WHAT TO WORK ON:
Set out as a numbered list the lines of the records below from the line with "Prompted segmentation: an" up to and including the line with "positive clicks: (205, 383)", leaving out any blank lines.

GIVEN DATA:
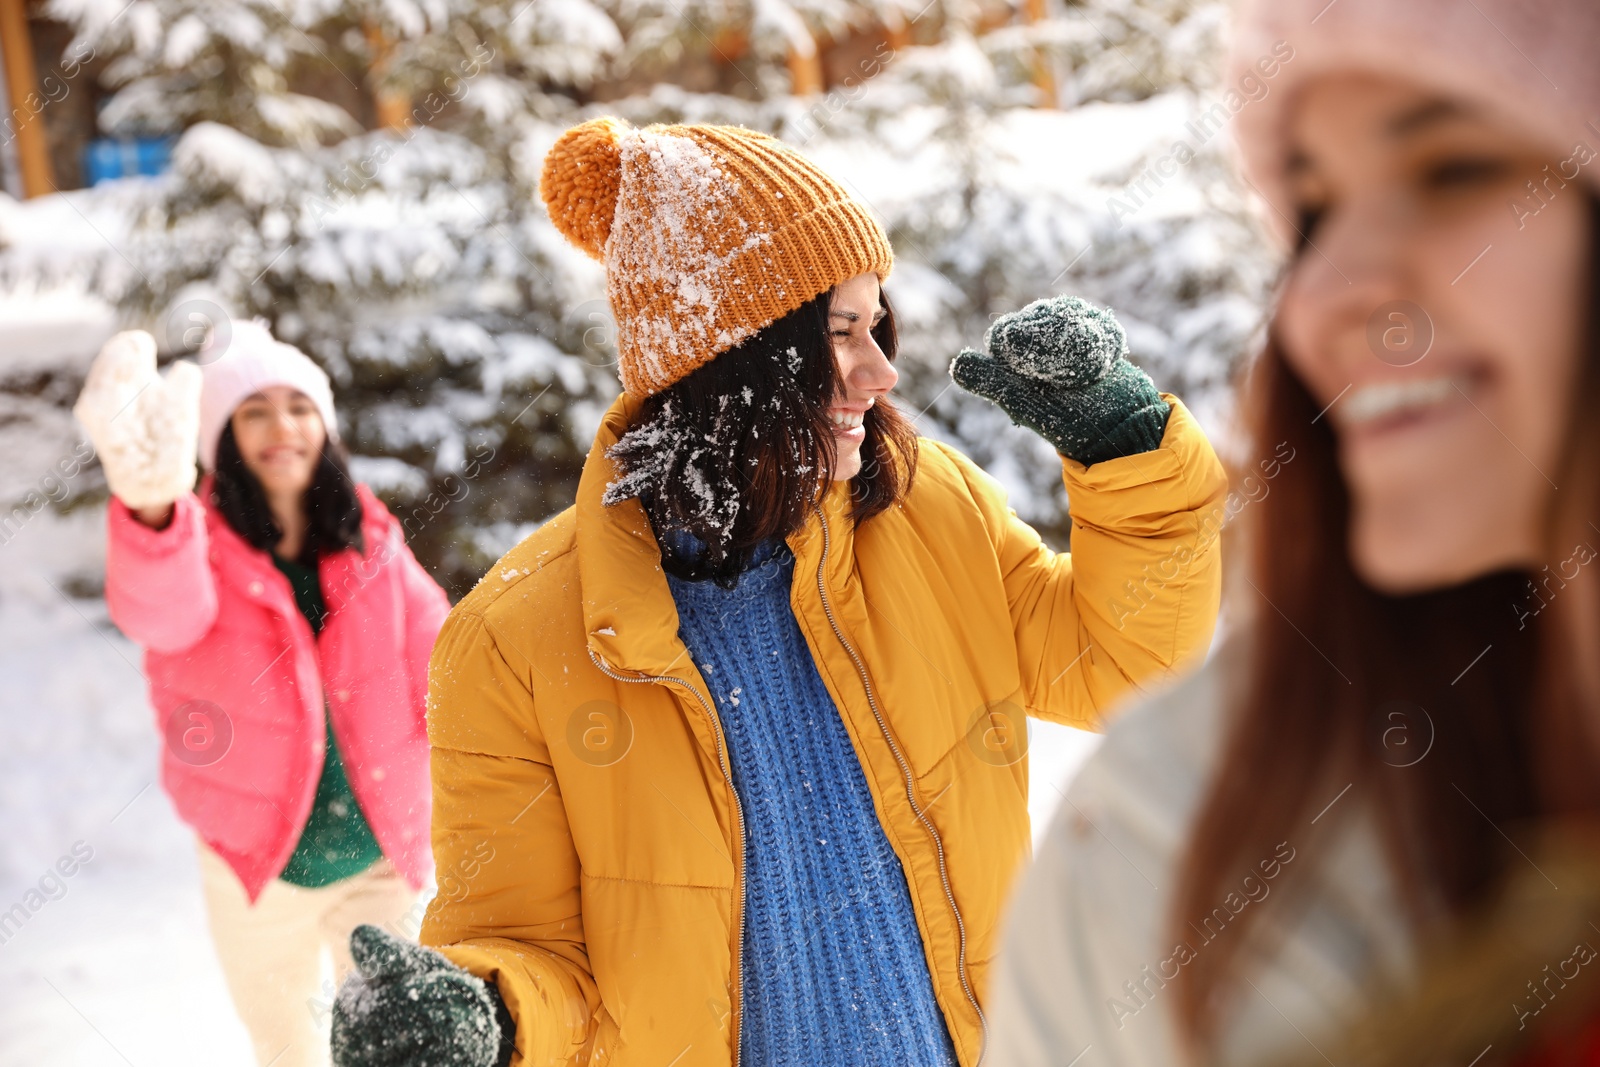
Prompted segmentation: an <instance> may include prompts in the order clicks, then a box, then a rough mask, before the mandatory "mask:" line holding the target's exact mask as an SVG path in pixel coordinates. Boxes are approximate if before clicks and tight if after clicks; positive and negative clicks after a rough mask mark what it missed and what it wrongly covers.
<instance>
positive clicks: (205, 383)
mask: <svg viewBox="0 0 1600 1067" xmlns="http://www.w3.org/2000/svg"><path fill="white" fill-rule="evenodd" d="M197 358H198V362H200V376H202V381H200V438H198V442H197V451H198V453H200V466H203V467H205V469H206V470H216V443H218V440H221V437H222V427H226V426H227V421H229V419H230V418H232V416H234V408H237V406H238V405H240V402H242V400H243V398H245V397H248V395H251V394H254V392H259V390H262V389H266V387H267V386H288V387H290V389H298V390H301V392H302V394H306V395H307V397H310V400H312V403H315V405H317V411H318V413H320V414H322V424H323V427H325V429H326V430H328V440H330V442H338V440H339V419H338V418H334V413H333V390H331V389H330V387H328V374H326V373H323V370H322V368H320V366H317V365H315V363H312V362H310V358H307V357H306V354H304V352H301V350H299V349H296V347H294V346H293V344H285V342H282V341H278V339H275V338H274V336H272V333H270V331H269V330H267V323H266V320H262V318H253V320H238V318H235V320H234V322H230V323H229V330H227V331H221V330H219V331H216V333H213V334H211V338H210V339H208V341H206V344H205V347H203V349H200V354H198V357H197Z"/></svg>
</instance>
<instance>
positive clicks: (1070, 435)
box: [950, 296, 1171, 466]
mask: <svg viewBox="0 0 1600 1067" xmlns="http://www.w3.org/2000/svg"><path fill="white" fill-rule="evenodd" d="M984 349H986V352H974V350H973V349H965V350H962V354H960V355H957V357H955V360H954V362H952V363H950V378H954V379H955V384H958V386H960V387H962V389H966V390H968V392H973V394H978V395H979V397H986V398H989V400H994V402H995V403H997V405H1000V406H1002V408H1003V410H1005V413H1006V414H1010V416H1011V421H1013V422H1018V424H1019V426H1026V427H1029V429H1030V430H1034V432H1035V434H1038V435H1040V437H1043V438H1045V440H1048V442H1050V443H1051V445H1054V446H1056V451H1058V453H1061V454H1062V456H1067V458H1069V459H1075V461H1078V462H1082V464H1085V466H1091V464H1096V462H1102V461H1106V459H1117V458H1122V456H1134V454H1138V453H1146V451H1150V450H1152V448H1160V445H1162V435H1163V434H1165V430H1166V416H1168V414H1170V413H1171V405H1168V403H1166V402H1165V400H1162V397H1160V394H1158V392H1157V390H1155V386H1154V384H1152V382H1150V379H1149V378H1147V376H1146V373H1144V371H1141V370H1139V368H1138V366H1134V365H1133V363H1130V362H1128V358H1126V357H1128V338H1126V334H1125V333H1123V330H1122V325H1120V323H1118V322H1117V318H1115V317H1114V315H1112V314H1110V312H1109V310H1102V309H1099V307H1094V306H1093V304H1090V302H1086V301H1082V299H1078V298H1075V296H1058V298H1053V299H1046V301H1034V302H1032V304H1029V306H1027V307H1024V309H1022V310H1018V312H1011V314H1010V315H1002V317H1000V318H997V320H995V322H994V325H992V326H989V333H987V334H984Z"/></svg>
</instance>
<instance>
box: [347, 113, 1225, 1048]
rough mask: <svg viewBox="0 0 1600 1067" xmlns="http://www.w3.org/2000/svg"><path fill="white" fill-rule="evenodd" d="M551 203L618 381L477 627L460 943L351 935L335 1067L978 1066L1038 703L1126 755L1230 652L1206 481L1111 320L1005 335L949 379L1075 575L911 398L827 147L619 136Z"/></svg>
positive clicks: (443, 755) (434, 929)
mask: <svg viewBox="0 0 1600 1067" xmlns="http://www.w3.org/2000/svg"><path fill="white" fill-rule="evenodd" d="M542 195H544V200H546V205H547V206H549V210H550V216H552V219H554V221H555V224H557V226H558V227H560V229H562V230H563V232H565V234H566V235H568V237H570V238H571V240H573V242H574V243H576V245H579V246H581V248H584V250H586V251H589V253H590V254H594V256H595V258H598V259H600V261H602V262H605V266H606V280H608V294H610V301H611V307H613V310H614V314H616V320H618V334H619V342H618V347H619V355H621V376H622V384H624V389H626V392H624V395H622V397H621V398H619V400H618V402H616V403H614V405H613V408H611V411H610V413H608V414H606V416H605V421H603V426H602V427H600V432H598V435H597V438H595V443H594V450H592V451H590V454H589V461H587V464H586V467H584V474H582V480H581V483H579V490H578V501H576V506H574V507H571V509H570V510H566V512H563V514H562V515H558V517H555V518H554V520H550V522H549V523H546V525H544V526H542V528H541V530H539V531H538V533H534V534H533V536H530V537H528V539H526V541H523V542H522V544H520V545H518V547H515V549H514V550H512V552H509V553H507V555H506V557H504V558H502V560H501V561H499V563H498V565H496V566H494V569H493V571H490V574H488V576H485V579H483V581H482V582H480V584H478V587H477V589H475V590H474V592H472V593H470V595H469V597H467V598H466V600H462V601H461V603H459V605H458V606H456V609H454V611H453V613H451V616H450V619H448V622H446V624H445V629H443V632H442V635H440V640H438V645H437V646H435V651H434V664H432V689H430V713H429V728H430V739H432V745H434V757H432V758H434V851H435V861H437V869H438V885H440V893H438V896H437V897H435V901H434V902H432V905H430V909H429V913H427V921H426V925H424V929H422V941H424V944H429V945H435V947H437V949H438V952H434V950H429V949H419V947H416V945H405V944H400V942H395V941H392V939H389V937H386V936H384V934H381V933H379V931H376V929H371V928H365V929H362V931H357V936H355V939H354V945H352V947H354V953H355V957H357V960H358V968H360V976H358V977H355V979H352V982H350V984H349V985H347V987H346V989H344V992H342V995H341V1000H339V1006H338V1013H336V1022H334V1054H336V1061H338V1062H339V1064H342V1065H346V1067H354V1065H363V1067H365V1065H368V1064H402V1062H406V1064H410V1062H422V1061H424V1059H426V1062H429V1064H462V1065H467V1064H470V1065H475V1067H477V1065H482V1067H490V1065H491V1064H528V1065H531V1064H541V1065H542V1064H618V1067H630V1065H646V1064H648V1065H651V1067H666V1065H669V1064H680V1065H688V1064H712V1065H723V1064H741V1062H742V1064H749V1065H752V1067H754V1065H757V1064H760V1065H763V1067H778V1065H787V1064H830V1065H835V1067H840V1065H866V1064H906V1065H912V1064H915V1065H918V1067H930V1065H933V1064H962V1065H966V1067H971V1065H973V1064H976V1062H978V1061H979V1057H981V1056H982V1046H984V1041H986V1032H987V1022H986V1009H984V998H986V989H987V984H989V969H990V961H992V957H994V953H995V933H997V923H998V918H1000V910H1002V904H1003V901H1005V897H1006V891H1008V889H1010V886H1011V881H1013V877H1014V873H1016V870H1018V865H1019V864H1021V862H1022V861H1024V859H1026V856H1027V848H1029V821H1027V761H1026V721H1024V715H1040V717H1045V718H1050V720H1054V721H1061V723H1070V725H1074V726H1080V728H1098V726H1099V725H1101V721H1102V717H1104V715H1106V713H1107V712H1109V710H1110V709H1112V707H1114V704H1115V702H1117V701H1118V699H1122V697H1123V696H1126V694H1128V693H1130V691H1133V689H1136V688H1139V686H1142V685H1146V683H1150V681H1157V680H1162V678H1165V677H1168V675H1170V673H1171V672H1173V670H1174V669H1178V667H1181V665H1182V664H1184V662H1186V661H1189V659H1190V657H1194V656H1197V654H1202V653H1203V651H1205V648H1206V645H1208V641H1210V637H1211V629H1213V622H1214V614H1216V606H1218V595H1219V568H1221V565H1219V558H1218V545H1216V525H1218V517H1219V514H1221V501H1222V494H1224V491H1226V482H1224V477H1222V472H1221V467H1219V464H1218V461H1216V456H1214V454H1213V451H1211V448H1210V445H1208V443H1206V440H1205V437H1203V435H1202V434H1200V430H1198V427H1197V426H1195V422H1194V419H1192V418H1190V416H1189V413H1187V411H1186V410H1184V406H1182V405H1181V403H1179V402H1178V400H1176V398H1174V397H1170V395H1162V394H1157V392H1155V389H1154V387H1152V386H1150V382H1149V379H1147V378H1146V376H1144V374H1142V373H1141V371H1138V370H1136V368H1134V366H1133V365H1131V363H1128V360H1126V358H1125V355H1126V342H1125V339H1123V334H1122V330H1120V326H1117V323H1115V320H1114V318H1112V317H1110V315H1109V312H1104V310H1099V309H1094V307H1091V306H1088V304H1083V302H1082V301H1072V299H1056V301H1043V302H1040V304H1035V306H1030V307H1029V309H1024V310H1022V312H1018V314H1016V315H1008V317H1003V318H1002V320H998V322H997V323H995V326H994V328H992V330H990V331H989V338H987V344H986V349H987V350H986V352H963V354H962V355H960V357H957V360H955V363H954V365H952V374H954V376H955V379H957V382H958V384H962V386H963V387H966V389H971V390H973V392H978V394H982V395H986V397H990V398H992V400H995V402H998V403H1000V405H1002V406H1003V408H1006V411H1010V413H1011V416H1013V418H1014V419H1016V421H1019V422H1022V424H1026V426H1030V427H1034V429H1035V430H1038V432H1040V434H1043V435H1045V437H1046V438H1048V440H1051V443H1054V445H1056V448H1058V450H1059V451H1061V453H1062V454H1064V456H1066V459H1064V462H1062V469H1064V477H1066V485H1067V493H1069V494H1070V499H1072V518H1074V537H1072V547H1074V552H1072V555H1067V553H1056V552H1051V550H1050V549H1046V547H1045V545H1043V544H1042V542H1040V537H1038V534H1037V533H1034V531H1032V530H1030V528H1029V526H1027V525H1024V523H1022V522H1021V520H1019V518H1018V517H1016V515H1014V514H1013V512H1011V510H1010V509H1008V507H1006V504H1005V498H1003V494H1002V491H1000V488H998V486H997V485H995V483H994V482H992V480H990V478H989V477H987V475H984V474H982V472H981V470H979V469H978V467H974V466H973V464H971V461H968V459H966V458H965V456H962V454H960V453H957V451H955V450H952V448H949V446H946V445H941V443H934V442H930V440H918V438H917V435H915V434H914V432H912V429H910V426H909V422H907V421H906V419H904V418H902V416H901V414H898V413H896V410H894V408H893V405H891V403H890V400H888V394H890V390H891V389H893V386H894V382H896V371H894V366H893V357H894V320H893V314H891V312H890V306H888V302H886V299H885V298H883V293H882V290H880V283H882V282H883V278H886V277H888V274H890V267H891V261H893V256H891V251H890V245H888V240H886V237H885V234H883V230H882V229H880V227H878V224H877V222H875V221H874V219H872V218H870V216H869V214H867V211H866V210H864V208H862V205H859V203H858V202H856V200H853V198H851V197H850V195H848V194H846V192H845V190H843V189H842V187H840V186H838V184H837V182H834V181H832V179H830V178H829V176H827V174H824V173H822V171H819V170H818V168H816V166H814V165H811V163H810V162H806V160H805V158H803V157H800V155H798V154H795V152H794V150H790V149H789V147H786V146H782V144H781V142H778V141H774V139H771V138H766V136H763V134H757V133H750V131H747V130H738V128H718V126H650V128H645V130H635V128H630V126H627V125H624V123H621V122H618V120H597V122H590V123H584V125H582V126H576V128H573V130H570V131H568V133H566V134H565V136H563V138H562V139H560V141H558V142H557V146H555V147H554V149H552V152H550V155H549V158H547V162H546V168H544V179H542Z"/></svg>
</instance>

--

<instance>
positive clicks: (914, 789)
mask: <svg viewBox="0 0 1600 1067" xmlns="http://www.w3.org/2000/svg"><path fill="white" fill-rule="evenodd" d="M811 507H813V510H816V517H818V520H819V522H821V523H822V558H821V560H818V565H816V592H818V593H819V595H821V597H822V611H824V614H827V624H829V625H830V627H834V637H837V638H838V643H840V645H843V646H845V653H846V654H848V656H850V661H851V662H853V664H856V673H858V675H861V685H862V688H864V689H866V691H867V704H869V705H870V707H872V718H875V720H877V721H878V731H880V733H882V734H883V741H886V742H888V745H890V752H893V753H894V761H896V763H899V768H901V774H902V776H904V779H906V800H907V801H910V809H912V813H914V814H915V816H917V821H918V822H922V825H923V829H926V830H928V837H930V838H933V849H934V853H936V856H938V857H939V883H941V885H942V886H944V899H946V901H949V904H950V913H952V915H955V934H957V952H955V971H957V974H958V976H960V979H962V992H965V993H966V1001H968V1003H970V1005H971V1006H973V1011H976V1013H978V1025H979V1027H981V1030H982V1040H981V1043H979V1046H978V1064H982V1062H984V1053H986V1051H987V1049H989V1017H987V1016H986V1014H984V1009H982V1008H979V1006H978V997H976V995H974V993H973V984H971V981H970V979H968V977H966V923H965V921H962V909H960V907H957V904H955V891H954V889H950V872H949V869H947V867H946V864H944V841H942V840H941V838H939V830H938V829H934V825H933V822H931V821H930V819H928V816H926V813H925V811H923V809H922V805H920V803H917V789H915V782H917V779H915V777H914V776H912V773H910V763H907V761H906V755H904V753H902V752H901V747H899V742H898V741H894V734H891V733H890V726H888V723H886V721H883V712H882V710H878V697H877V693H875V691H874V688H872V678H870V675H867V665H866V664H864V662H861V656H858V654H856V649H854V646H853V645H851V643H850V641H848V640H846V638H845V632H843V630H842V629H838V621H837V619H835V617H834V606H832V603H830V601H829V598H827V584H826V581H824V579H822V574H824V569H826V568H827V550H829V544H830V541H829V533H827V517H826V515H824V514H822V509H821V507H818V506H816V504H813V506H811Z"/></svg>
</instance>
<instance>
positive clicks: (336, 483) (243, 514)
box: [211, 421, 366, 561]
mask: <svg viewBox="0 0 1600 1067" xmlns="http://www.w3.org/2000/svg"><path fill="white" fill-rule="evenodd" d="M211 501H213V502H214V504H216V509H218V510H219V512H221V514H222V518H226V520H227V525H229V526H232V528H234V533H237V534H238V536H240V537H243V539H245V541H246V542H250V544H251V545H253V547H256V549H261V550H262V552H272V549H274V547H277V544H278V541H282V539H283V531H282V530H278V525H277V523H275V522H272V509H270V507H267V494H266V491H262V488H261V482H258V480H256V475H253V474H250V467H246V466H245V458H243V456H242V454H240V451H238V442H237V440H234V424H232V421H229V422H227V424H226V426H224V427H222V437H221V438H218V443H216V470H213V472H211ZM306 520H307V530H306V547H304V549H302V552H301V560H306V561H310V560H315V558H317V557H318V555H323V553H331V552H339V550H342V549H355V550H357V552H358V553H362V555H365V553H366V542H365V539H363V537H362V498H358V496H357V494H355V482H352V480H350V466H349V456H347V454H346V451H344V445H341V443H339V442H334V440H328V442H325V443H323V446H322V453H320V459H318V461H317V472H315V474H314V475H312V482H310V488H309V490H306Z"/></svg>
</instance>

EXERCISE RESPONSE:
1. Prompted segmentation: an <instance> may include prompts in the order clicks, then a box, then a rough mask, before the mandatory "mask:" line holding the target's exact mask as an SVG path in pixel coordinates. Boxes are approximate if before clicks and tight if after clicks; positive and negative clicks after a rough mask mark what it missed and what it wrongly covers.
2. <instance>
3. positive clicks: (205, 383)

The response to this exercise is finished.